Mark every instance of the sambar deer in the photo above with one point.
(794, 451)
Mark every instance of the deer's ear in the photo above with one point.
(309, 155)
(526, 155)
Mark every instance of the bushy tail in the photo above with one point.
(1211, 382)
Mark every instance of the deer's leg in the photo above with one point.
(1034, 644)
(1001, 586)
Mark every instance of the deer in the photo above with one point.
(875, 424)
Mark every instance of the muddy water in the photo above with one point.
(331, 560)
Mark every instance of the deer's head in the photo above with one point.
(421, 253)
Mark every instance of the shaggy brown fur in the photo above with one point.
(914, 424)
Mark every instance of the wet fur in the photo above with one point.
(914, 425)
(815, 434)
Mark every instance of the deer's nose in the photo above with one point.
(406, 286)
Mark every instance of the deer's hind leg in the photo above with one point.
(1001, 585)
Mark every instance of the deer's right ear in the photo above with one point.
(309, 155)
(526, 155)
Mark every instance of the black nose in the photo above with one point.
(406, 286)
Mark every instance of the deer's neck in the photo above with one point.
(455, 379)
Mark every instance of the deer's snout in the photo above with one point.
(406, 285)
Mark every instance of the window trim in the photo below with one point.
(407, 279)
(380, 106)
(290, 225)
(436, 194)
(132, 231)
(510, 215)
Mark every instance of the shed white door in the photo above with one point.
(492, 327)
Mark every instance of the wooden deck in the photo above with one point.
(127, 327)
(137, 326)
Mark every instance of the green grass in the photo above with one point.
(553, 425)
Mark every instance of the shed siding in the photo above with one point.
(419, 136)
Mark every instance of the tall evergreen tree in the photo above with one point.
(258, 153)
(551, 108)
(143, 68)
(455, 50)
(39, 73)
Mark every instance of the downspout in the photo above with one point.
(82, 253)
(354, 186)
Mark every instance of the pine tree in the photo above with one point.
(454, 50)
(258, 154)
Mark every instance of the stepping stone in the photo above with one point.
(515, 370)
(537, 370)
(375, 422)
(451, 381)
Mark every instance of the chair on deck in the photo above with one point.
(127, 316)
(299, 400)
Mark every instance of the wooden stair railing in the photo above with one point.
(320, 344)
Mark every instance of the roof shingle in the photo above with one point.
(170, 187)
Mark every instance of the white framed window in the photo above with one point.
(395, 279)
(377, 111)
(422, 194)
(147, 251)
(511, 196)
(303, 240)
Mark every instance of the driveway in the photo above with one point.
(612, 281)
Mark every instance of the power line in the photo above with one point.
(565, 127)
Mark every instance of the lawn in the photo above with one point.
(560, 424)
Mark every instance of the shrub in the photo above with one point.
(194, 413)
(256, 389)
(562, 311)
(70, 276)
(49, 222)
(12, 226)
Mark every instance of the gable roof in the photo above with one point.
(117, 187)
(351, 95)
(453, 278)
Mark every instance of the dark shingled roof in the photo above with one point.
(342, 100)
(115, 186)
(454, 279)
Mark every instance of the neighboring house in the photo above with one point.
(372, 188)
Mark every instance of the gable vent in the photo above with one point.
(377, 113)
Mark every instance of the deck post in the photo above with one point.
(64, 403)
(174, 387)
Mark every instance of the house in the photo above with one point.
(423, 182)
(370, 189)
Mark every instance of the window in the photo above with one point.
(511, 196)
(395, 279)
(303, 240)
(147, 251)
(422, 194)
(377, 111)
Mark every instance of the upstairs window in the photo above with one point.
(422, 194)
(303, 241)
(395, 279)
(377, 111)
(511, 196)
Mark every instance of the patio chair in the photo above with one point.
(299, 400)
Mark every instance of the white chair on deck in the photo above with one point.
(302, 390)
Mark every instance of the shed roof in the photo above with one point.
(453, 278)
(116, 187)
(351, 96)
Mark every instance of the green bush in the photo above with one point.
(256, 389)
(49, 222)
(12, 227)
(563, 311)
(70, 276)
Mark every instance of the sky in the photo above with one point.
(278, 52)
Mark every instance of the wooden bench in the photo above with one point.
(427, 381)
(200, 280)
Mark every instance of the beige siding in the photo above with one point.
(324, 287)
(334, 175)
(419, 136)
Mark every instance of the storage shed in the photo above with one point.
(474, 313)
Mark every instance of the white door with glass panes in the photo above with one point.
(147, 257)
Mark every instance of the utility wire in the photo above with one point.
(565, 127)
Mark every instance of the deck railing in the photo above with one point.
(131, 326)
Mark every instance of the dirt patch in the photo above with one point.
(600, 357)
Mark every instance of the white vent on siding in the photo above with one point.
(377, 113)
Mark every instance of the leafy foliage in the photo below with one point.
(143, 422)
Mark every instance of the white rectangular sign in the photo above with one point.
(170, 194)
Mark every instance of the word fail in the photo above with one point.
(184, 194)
▬▬▬▬▬▬
- _Task directions_
Convert all the records above into a two-column CSV with the header row request,points. Write one row per record, with the request text and its answer each in a double-quoted field and any line breaks replaced by spaces.

- _Result of the exercise_
request,points
"Mark every instance of the sambar deer in the photo above with one point.","(794, 451)"
"Mark every instance of the deer's ear in the photo above with one point.","(309, 155) (526, 155)"
"Mark every instance of the bushy tail in the photo above with one point.","(1211, 382)"
"Mark every instance of the deer's leg in the photo above with one point.","(1034, 644) (1001, 586)"
"Mark every instance of the deer in the photo above with one point.","(875, 424)"
"Mark every instance of the muddy water in the photo above with one point.","(331, 560)"
"Mark every instance of the deer's head in the photo above with one point.","(421, 253)"
"Mark every instance of the shaggy brown fur in the photo above with one point.","(914, 424)"
"Mark every instance of the wet fur in the photo above with one point.","(914, 425) (815, 434)"
"Mark every instance of the deer's nose in the photo above with one point.","(406, 286)"
"Mark every instance of the deer's hind leg in the photo above with one point.","(1001, 585)"
"Mark every instance of the deer's right ear in the photo above with one point.","(309, 155) (526, 155)"
"Mark every instance of the black nose in the photo above with one point.","(406, 286)"
"Mark every instance of the deer's neck in the photo above with one point.","(455, 379)"
"Mark every instance of the deer's snout in the photo above with one point.","(406, 285)"
"Mark every instance of the window trim in the photo below with one point.","(407, 279) (380, 106) (290, 225) (436, 194) (132, 231) (510, 215)"
"Mark every instance of the shed white door in the photo above with one point.","(492, 327)"
"Mark every instance of the wooden deck in the photo above with one point.","(127, 327) (137, 326)"
"Mark every instance of the green grass in the photo above with one point.","(553, 425)"
"Mark every instance of the shed siding in the photo above with one point.","(419, 136)"
"Mark every instance of the tall evergreen tree in the photo above with one point.","(258, 153) (551, 108) (143, 68) (455, 50) (39, 73)"
"Mark every instance of the downspout in the photo above with one point.","(82, 253) (354, 186)"
"Mark every instance of the pine tree in the photo above with one point.","(454, 50) (258, 154)"
"Mark every instance of the stepping stone in the photo above with one point.","(515, 370) (537, 370) (375, 422) (451, 381)"
"Mark every instance of the chair on deck in the photo above with one point.","(127, 316) (299, 400)"
"Mark every instance of the wooden stair railing in the photo above with one point.","(320, 344)"
"Mark every instance of the roof shingle in the photo above with one point.","(170, 187)"
"Mark every instance of the white framed window in the photo above with one point.","(395, 279) (377, 111) (422, 194) (147, 251) (511, 196) (303, 240)"
"Mark every instance of the driveway in the photo above with one point.","(612, 281)"
"Mark every instance of the power line in the photo above with one point.","(565, 127)"
"Mark every instance of the lawn in the photo above with one point.","(560, 424)"
"Mark every instance of the shrub in the photo above with one point.","(194, 413) (256, 389) (562, 311) (70, 276) (49, 222) (12, 226)"
"Mark every instance of the gable roof in the photo above with one point.","(117, 187) (351, 95) (453, 278)"
"Mark every instance of the dark shingled roof in the photo above with one point.","(342, 100) (115, 186) (454, 279)"
"Mark every instance of the neighboring house in the photo above with one point.","(372, 188)"
"Mark every instance of the gable vent in the photo above with one point.","(377, 113)"
"Mark every instance of the deck post in the photo above with one point.","(64, 403) (174, 387)"
"Mark every instance of the house in the photo above with one point.","(423, 182) (370, 189)"
"Mark every instance of the window in the photo above with one point.","(511, 196) (395, 279) (303, 240) (147, 251) (422, 194) (377, 111)"
"Mark every instance of the upstairs window in the photo above with one point.","(422, 194) (303, 241) (395, 279) (377, 111) (511, 196)"
"Mark every instance of the patio chair in the photo above with one point.","(299, 400)"
"Mark every instance of the white chair on deck in the photo above with one point.","(302, 390)"
"Mark every instance of the shed roof in the photo above with one point.","(453, 278) (116, 187) (351, 96)"
"Mark every instance of the green bush in the photo above with one point.","(256, 389) (49, 222) (12, 227) (563, 311) (70, 276)"
"Mark every instance of the sky in the photo above with one point.","(278, 52)"
"Mark every instance of the wooden bench in the photo above with one point.","(427, 381) (200, 280)"
"Mark every instance of the beige siding in the photo above with one point.","(324, 287) (334, 175) (419, 136)"
"Mark every instance of the storage shed in the photo above with one point.","(474, 313)"
"Mark every instance of the white door with glass panes in the photo above with one point.","(147, 257)"
"Mark every instance of the utility wire in the photo above with one point.","(565, 127)"
"Mark every instance of the deck railing in the photo above with one point.","(131, 326)"
"Mark every instance of the dirt patch in the photo above with one point.","(600, 357)"
"Mark every instance of the white vent on siding in the photo above with one point.","(377, 113)"
"Mark every instance of the leafy foliage in the photo below with one point.","(143, 422)"
"Mark every instance of the white rectangular sign in the photo above with one point.","(170, 194)"
"Mark every instance of the word fail in the photo above with one point.","(184, 194)"